▶ [What the exercise asks]: Reproduce the whole review of Pride of the Hills that follows, word for word.

▶ [Excerpt to read]:
__________________________________________________
When you read the name Dave Konig some of you might recognize it, some of you may not. Dave is an EMS provider in New York who blogs about EMS and social media on his page, the social medic. In addition he has published a few books about EMS work.
Pride of the Hills was released just before Christmas last year. Sorry I am a bit late in reading it, but that is life. Actually I was not aware Dave had put this book out until EMS week, last month, and he put all his books on sale. I had other books on my Kindle waiting to be read so it took me time to start this one. Now I wish I had read this book sooner.
The book starts off with some poignant stories of both on-duty and off-duty calls Dave took. With out spoiling anything these stories deal with pulse-less non-breathers (PNB) calls and conducting CPR. Anyone who has responded to a 911 call for PNB will relate to his descriptions. For a civilian his would serve as a eye opener into the reality of being an EMT.
__________________________________________________
▶ [Data extract]:
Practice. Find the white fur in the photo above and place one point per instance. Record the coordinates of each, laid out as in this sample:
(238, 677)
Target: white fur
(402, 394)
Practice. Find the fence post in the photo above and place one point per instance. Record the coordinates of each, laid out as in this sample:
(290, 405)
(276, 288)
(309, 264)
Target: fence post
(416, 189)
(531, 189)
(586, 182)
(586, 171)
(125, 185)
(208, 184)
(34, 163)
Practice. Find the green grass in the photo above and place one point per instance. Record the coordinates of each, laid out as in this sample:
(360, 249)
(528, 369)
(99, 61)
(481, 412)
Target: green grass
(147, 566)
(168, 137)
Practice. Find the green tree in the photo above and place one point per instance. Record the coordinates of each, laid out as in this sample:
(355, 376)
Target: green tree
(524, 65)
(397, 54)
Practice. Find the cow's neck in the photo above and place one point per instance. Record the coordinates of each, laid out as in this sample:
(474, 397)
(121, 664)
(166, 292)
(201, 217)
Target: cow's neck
__________________________________________________
▶ [Answer to the exercise]:
When you read the name Dave Konig some of you might recognize it, some of you may not. Dave is an EMS provider in New York who blogs about EMS and social media on his page, the social medic. In addition he has published a few books about EMS work.
Pride of the Hills was released just before Christmas last year. Sorry I am a bit late in reading it, but that is life. Actually I was not aware Dave had put this book out until EMS week, last month, and he put all his books on sale. I had other books on my Kindle waiting to be read so it took me time to start this one. Now I wish I had read this book sooner.
The book starts off with some poignant stories of both on-duty and off-duty calls Dave took. With out spoiling anything these stories deal with pulse-less non-breathers (PNB) calls and conducting CPR. Anyone who has responded to a 911 call for PNB will relate to his descriptions. For a civilian his would serve as a eye opener into the reality of being an EMT.